**Problem:** Can you rewrite the part that opens with the line containing "[segment] wooden wall cabinet" and closes with the line containing "POLYGON ((392 6, 355", replacing "wooden" with "oak" and leaving everything else unchanged?

[Raw entries]
▼
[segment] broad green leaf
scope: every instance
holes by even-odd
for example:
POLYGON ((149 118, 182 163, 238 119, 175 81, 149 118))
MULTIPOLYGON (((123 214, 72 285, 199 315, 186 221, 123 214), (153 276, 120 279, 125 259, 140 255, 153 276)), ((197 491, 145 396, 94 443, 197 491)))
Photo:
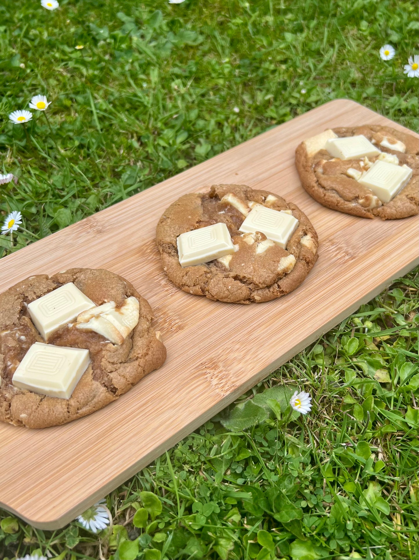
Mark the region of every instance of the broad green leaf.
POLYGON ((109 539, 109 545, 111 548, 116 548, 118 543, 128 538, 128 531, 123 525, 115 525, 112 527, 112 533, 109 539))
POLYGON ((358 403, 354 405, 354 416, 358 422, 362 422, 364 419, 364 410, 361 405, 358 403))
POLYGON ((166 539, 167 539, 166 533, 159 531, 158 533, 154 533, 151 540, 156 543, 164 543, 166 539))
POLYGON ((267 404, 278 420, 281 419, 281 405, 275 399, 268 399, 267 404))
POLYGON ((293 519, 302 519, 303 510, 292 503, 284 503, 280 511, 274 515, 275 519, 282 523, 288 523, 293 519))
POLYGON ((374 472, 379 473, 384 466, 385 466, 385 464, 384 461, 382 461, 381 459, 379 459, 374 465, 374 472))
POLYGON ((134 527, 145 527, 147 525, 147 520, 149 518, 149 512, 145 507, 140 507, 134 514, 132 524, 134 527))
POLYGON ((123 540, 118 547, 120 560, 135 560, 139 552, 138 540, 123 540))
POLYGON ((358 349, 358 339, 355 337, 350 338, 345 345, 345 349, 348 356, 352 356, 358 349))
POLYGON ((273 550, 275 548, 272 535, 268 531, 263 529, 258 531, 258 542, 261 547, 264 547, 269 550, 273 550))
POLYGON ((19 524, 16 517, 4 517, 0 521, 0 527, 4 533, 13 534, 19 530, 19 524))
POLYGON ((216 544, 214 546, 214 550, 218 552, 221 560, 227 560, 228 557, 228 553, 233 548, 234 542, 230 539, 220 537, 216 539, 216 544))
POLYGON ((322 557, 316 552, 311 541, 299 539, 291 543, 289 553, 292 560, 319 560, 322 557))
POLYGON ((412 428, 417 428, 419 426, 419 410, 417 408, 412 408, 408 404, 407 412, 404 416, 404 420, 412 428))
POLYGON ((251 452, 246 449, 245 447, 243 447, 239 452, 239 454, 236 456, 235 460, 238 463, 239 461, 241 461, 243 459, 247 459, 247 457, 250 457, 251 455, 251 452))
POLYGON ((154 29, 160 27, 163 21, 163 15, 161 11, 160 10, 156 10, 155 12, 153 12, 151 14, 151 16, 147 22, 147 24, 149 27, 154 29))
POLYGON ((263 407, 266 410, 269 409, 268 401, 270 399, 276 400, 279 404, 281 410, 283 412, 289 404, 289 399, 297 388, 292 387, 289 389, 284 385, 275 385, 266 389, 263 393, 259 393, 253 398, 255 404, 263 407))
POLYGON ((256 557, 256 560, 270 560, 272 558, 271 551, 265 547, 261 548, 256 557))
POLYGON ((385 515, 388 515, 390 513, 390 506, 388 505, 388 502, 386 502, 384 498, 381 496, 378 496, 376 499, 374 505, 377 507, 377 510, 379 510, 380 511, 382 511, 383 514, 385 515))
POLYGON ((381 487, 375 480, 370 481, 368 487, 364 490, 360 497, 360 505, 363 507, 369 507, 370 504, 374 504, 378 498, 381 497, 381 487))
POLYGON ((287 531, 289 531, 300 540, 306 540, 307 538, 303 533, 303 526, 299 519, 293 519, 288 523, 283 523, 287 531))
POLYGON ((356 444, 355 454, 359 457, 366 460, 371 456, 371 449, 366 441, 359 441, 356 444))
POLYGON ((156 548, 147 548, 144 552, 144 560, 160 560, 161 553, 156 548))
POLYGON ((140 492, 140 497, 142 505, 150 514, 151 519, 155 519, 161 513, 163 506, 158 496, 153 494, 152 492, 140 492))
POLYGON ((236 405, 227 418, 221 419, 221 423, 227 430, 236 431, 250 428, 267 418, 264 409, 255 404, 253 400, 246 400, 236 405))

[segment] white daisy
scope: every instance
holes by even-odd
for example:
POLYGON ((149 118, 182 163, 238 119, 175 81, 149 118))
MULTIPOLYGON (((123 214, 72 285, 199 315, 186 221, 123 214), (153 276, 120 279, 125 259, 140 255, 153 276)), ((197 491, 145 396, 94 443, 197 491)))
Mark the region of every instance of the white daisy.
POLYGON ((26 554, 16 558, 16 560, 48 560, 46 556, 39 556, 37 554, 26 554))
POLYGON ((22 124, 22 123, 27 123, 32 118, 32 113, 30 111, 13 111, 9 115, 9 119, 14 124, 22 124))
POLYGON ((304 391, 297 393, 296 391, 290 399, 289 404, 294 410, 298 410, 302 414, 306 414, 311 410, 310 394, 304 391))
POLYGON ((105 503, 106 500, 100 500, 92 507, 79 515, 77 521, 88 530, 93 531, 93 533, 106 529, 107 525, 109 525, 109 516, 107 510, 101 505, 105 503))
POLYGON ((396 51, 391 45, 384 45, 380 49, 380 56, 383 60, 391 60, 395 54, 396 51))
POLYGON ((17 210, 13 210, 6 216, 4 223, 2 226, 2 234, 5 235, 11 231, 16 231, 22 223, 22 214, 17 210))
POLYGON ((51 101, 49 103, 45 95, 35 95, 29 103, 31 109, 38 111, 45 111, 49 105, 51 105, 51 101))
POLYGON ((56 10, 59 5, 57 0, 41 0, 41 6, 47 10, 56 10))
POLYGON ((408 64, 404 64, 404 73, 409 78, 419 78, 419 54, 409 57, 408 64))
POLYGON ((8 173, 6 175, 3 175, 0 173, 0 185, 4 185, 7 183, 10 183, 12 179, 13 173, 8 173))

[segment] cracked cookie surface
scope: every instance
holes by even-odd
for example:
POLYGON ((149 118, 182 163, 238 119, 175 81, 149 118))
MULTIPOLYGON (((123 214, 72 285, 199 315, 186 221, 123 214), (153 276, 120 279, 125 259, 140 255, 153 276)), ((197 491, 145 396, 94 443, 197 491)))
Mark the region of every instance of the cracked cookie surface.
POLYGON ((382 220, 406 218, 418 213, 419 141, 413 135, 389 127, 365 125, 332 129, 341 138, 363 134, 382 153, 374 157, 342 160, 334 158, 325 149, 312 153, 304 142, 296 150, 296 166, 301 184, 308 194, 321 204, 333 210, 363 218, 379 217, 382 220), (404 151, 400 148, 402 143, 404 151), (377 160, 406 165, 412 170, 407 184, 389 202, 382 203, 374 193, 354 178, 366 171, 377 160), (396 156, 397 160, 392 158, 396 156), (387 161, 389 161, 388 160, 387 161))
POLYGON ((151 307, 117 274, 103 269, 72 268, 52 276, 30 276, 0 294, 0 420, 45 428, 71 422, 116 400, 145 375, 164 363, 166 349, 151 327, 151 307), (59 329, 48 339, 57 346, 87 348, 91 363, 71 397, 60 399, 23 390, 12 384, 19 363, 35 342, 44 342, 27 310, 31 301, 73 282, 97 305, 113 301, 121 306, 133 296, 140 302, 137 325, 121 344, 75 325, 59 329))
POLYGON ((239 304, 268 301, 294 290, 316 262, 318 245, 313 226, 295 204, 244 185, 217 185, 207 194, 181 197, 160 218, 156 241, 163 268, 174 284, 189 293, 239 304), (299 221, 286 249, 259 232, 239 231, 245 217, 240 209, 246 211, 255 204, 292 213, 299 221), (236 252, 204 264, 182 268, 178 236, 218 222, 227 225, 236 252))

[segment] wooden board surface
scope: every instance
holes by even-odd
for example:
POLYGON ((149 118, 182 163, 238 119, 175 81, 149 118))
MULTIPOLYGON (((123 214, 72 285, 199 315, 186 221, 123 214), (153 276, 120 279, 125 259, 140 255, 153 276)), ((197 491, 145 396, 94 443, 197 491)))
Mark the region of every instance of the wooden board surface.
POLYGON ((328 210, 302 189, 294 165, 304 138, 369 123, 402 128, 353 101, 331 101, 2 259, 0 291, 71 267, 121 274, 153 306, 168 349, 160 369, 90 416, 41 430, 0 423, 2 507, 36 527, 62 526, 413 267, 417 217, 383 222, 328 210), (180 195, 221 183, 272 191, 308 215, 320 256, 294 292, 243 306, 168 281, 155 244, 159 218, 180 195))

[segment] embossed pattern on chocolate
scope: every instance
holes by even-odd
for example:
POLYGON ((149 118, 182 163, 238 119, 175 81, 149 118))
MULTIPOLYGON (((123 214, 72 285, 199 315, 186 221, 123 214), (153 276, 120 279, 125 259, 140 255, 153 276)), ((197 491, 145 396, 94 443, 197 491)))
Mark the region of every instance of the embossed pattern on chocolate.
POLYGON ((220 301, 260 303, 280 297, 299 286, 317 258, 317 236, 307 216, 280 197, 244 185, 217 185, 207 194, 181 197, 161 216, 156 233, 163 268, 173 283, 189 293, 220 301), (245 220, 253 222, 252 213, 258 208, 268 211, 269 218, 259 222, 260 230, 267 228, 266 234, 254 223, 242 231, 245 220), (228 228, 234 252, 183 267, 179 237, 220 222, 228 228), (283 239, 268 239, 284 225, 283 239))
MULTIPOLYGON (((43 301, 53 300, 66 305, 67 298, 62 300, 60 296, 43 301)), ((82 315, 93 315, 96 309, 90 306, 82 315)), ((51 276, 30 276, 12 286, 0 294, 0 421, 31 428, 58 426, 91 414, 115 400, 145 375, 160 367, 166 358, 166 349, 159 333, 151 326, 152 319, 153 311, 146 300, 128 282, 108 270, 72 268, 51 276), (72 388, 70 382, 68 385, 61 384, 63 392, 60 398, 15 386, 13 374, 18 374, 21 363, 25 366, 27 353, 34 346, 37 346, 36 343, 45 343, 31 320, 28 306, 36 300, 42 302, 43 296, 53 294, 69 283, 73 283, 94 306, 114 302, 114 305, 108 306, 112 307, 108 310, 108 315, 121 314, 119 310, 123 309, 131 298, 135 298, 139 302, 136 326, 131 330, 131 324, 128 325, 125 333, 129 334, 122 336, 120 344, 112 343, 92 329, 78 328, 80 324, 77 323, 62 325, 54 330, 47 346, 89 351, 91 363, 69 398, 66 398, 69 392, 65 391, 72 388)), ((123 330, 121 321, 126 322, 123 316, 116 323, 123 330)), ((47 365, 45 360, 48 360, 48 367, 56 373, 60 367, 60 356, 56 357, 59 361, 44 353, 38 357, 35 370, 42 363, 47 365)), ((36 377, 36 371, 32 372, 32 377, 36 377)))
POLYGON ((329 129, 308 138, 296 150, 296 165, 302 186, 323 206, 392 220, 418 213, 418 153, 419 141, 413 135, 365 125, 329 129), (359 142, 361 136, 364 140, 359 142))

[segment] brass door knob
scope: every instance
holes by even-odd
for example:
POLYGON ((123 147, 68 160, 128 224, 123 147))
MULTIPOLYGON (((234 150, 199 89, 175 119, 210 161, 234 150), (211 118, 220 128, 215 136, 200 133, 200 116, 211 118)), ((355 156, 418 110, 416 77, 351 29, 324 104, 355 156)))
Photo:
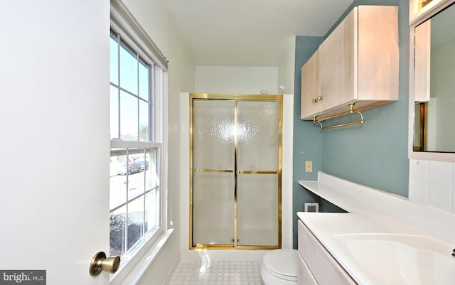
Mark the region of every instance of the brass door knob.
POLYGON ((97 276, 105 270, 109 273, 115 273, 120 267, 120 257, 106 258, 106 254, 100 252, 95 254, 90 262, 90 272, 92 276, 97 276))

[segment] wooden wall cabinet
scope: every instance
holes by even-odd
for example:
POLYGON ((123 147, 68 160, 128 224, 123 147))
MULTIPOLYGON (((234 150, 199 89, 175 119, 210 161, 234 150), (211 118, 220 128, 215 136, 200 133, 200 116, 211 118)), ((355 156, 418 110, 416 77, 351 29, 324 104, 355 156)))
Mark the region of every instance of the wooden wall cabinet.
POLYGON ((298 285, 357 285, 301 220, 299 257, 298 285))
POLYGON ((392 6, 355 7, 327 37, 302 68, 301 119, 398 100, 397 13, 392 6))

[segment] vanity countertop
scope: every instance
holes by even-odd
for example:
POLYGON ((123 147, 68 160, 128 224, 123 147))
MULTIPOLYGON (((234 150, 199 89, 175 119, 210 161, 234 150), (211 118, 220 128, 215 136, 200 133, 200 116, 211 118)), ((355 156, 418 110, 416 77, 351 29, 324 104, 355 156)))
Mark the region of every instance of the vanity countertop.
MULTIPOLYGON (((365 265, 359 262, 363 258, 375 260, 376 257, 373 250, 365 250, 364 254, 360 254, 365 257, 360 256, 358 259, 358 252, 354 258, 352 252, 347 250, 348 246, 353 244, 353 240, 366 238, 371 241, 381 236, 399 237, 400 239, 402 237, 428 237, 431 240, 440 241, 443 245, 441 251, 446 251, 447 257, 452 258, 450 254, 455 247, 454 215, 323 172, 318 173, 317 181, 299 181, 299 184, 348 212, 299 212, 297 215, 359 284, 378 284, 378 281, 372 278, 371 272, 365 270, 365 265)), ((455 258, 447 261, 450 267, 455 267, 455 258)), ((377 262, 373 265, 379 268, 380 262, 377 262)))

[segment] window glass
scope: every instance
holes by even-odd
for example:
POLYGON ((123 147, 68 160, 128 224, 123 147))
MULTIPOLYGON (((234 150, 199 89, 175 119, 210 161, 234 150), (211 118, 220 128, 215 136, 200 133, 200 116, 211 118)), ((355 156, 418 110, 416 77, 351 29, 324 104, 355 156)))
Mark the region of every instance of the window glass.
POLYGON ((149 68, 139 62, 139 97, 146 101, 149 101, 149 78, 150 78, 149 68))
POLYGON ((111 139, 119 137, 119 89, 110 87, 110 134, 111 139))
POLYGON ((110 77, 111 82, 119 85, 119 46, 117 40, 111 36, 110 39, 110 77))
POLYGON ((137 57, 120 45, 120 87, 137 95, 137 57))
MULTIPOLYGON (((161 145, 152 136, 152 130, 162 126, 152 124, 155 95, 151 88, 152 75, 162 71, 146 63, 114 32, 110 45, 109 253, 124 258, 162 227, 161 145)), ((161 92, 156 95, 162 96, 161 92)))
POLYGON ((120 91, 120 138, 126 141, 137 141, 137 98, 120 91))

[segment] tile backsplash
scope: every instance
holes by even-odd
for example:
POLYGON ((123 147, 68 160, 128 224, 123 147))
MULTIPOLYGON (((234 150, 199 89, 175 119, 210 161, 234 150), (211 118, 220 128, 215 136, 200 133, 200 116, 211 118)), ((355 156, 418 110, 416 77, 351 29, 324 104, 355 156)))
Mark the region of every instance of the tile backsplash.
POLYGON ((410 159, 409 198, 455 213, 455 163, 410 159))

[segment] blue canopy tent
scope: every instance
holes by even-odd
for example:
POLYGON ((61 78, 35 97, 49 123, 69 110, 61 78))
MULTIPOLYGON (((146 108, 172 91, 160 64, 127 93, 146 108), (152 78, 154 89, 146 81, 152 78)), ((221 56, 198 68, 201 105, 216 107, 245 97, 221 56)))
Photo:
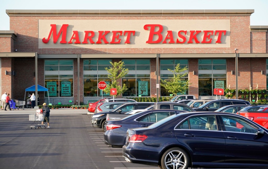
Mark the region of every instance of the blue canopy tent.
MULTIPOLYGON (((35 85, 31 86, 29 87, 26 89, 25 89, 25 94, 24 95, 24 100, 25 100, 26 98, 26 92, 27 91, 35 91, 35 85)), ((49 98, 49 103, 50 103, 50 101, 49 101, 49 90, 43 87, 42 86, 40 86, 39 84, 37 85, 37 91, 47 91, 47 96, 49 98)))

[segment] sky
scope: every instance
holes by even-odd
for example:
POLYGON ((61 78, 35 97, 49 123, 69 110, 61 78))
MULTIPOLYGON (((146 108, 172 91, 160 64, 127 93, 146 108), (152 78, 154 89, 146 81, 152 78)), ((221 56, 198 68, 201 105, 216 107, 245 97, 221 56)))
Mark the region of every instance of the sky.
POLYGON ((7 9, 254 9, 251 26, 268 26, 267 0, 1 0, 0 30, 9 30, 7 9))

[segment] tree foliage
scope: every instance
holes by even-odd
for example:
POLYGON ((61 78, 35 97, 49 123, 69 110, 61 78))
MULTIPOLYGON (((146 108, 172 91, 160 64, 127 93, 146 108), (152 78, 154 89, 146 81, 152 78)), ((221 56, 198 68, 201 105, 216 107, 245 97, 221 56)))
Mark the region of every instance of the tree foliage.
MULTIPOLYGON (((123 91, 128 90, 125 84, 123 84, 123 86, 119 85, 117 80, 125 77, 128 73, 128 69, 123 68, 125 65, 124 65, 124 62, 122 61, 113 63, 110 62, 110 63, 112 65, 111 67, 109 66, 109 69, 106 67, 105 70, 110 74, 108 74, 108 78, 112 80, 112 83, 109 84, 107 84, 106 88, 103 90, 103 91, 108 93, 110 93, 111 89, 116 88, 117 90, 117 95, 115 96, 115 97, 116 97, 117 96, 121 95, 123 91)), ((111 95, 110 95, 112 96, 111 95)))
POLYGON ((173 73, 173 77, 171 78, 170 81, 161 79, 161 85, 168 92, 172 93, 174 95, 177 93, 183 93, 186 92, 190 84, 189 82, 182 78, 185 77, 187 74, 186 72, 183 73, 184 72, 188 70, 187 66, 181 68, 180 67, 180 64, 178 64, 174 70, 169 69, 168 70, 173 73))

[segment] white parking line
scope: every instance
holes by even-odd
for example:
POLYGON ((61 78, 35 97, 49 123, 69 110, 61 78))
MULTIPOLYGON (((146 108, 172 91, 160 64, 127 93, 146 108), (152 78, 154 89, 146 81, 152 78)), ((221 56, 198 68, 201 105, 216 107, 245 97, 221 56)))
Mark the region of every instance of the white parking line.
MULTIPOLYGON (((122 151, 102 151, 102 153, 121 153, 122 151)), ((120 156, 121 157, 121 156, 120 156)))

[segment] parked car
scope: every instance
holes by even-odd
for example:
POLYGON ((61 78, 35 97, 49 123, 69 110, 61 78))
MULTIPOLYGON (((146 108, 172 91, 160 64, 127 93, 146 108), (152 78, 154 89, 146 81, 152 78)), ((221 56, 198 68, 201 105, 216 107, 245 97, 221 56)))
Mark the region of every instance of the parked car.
▲
**The response:**
[segment] oak wall cabinet
scope: every instance
holes by even-odd
for example:
POLYGON ((123 147, 68 160, 128 224, 123 147))
MULTIPOLYGON (((234 150, 199 89, 175 119, 210 161, 234 150), (211 118, 220 128, 215 136, 200 133, 200 116, 211 118)), ((355 156, 418 110, 416 77, 351 29, 324 104, 355 156)))
Mark the region of every instance of the oak wall cabinet.
POLYGON ((298 285, 357 285, 301 220, 299 257, 298 285))
POLYGON ((392 6, 355 7, 327 37, 302 68, 301 119, 398 100, 397 13, 392 6))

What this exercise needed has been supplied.